### EXERCISE DESCRIPTION
Report each line of the material below that contains the string "door", copying every such line in full. Case counts.

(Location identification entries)
----------

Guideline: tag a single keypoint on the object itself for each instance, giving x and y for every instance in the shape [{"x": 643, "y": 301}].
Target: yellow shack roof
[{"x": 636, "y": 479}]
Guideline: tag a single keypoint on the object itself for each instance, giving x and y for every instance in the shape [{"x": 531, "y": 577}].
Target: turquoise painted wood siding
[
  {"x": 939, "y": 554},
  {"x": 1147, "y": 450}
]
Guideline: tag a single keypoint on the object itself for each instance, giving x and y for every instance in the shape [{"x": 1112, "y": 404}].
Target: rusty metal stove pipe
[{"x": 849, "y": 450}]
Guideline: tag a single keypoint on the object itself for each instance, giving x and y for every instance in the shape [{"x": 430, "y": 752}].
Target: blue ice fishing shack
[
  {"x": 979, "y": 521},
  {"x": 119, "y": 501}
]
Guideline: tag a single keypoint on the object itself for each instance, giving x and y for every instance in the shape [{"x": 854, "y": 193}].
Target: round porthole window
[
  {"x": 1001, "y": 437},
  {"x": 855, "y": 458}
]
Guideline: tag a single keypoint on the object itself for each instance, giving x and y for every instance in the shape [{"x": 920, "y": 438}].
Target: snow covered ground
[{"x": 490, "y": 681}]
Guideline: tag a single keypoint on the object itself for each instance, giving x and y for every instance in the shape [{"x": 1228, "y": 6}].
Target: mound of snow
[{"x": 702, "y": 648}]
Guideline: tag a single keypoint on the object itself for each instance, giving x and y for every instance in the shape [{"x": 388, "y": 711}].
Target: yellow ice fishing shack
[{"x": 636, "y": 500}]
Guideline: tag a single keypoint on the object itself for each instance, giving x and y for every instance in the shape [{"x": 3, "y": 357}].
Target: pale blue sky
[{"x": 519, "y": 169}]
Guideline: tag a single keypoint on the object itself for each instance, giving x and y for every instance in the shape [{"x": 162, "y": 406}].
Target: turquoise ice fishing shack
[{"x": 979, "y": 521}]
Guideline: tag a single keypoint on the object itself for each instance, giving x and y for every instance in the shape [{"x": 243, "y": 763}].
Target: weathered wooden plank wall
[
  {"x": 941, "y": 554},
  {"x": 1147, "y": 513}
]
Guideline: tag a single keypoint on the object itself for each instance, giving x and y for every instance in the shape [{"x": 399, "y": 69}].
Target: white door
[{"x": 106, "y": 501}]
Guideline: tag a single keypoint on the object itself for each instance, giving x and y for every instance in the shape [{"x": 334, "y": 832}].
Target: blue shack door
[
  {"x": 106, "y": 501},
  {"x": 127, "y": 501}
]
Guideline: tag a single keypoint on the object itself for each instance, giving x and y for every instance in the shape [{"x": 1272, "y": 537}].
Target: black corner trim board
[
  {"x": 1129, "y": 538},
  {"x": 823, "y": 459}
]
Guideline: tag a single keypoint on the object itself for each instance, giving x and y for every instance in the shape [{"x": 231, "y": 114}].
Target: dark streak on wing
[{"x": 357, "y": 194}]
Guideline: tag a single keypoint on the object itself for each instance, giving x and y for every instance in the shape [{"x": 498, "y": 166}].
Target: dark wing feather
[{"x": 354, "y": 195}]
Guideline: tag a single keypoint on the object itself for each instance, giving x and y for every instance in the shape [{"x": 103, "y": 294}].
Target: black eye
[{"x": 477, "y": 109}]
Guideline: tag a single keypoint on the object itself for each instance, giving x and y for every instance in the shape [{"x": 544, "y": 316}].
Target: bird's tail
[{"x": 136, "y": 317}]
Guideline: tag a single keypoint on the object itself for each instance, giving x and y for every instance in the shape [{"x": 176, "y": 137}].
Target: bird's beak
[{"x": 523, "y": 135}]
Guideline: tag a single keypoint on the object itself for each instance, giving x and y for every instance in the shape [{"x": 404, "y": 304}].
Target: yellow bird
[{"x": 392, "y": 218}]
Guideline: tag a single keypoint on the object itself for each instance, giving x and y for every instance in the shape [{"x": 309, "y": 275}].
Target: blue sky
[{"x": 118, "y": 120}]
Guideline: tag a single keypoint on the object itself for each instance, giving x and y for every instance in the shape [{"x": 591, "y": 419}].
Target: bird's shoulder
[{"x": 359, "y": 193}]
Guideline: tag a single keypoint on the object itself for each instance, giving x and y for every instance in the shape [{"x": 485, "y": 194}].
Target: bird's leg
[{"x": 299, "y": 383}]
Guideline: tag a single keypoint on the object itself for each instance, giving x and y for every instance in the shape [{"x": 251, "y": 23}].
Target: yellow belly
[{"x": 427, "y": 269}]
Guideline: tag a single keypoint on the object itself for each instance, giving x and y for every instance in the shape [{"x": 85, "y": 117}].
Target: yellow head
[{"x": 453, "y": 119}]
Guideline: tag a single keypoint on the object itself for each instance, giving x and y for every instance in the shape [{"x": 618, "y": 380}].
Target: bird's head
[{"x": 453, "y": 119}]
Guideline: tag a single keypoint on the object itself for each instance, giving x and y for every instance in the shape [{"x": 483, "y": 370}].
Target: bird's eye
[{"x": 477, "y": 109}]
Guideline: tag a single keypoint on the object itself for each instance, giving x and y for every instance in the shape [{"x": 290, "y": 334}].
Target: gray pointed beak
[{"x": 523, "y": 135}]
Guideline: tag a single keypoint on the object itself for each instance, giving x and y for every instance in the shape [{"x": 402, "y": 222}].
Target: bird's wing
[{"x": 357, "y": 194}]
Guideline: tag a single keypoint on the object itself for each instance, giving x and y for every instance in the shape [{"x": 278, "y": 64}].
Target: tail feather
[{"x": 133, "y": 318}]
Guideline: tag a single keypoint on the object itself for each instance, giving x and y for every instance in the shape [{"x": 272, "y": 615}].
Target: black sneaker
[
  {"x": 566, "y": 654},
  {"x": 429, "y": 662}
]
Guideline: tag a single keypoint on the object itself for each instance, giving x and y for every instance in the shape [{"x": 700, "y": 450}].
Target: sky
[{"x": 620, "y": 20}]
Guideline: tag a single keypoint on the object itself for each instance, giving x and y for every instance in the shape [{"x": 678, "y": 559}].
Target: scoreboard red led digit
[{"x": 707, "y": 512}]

----------

### FULL OUTPUT
Target: white door
Target: blue shack door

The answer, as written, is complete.